>> Start DATA FOR PROCESSING

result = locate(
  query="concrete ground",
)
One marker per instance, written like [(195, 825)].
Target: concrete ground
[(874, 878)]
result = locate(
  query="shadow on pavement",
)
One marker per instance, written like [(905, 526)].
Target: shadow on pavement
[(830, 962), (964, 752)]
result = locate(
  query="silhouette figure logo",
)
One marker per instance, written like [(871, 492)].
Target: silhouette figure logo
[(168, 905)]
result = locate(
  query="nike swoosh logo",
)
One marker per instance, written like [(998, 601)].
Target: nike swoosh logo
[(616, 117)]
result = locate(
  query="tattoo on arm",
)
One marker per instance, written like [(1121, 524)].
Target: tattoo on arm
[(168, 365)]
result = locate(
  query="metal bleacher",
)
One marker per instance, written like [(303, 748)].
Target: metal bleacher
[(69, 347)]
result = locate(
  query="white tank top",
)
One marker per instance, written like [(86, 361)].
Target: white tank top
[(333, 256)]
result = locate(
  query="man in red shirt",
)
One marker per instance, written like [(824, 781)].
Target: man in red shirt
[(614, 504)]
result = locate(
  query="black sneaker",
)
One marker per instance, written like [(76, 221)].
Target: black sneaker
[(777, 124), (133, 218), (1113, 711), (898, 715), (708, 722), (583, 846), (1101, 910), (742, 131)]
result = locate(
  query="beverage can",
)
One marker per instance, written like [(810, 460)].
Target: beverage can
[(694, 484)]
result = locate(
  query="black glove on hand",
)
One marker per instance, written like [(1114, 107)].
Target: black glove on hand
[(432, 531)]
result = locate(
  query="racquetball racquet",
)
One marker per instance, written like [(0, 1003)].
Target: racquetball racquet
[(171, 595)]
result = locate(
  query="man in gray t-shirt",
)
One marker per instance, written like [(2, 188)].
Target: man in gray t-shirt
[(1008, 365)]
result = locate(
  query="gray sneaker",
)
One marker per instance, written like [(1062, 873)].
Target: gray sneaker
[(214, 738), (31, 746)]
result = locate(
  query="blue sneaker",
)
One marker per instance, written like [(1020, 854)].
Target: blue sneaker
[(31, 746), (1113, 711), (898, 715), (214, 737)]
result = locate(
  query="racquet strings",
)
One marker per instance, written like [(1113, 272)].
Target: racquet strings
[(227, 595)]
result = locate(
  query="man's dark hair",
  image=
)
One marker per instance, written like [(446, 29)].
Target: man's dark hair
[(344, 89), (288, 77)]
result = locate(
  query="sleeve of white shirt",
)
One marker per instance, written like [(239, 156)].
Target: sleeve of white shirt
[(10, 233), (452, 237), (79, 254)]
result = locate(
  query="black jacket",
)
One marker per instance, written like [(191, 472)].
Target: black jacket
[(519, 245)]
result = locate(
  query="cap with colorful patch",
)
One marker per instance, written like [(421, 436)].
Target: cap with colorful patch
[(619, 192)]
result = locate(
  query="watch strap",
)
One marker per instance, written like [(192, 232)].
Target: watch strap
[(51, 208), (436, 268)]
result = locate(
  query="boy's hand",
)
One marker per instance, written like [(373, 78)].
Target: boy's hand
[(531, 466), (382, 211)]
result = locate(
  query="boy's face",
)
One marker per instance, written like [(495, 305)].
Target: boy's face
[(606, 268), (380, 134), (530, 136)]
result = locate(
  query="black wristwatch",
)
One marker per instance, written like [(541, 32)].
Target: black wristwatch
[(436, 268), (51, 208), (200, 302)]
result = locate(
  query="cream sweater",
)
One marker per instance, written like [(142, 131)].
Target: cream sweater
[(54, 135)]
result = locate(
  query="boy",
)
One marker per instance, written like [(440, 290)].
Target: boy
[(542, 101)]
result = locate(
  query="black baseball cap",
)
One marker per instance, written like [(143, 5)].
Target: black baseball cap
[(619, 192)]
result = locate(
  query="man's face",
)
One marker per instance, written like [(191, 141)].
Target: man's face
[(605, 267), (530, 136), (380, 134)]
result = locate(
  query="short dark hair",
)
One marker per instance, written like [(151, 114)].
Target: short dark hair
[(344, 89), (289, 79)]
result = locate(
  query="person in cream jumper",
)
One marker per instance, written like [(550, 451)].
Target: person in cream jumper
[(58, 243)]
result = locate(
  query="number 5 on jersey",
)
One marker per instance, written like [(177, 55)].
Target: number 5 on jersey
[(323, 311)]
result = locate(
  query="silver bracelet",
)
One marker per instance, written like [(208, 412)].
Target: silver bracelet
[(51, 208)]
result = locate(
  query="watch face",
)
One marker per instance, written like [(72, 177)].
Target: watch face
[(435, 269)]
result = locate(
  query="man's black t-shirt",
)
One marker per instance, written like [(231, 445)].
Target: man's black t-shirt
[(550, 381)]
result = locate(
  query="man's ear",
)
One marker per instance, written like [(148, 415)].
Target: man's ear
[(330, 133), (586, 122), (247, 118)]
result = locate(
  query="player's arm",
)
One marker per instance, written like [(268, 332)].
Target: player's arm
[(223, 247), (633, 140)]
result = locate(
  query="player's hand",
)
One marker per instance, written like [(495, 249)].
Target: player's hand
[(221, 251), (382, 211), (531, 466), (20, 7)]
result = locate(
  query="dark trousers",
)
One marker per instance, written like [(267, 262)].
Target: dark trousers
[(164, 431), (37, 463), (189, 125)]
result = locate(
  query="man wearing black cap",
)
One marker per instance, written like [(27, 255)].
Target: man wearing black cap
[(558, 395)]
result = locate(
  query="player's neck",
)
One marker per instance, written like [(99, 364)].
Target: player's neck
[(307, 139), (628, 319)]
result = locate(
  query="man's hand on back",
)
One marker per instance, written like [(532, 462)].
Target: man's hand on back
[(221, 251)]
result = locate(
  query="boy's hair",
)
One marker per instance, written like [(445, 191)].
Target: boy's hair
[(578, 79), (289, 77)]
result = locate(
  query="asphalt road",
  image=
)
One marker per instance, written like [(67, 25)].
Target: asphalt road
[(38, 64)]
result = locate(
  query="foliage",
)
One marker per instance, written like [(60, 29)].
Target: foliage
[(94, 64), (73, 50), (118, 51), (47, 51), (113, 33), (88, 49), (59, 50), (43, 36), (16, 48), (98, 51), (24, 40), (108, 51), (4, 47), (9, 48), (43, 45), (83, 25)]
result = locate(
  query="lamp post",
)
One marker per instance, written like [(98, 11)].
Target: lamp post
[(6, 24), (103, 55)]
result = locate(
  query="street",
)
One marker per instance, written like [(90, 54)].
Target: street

>> End DATA FOR PROCESSING

**EXERCISE DIRECTIONS:** Can you reproduce the data from its very start through the line containing "[(616, 117)]", with every line included and the requests left as they are? In the answers only, multiply each point coordinate by 1.35 and round it to a whole number, rounding halves up, and leave the coordinates in the requests' format samples unchanged.

**EXERCISE OUTPUT:**
result = locate(
  query="concrete ground",
)
One marker per instance, written like [(195, 825)].
Target: concrete ground
[(1180, 1185)]
result = locate(
  query="shadow on pavement",
)
One marker per instance, written like [(905, 526)].
Target: shadow on pavement
[(1121, 1299), (1301, 1015)]
result = locate(
  query="silhouette figure logo",
)
One marker per instance, written like [(871, 492)].
Target: silhouette figure logo
[(227, 1222)]
result = locate(
  query="nike swoosh logo",
)
One marker per instance, written like [(998, 601)].
Target: nike swoosh logo
[(832, 158)]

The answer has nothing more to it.